- [TASK DIRECTIONS]
Write out every one of the entries below word for word, line by line, in the same order.

- [RECORDED DATA]
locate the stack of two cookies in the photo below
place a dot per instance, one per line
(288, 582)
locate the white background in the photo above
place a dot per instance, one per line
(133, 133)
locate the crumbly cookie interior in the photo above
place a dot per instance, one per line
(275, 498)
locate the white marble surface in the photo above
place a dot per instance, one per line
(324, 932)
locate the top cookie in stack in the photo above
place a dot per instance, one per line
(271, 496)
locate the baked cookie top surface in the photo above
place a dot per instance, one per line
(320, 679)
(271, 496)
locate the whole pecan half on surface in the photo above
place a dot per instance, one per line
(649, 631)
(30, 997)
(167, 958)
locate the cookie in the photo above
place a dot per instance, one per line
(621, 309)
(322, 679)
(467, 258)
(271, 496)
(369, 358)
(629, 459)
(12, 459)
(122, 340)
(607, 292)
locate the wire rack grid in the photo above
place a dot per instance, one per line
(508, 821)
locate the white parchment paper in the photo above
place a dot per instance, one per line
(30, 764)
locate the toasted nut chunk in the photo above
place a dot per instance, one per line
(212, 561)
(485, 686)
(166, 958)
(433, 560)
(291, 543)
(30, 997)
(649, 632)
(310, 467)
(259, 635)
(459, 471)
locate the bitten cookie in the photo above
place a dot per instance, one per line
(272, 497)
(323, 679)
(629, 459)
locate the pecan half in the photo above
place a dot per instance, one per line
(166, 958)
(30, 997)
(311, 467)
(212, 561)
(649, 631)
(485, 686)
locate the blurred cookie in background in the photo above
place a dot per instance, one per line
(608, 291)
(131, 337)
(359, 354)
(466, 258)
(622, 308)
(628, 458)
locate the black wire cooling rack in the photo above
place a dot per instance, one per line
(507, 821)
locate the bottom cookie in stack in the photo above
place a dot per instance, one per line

- [FULL RESPONSE]
locate the stack of two cookies in the photo below
place a dot per instance, one per line
(288, 582)
locate the white background in the photo above
place a dot per instance, one per line
(133, 133)
locate the crumbly cookie interior in the photo above
place a dot per instance, one per line
(275, 498)
locate the white marble surface in the photo above
place a dot per instance, one per line
(324, 932)
locate the top cookie in stack in the photo above
place a dot per instance, one per line
(271, 496)
locate the baked cookie top surface in the photo above
place a dot per instance, one per line
(320, 679)
(271, 496)
locate the whole pecan half on surface in the photo above
place a dot per instance, one per line
(649, 631)
(30, 997)
(167, 958)
locate the cookie in the photo above
place a dot per instance, one per line
(621, 309)
(322, 679)
(467, 258)
(271, 496)
(369, 358)
(629, 459)
(12, 459)
(122, 340)
(607, 292)
locate the wire rack grid in the photo above
place a dot per instance, one per line
(508, 821)
locate the white parchment paper in the photo above
place a dot per instance, one per line
(30, 764)
locate the toasted nut chunk in the photo above
place a dot per instance, one per line
(212, 561)
(485, 686)
(166, 958)
(433, 560)
(291, 543)
(30, 997)
(649, 632)
(310, 467)
(259, 635)
(459, 471)
locate the bitten cookie in the photo above
place a dot per instance, one per line
(272, 497)
(323, 679)
(629, 459)
locate the pecan half in the photo above
place a dot per instance, one per line
(166, 958)
(30, 997)
(311, 467)
(212, 561)
(649, 631)
(485, 686)
locate the blurred cookie in background in the photo above
place a dot per instance, one per line
(608, 291)
(131, 337)
(359, 354)
(466, 258)
(622, 308)
(628, 458)
locate the black wire cooling rack in the photo above
place a dot per instance, one per line
(507, 821)
locate the bottom cookie in stack in the photo above
place a dot per instance, one per line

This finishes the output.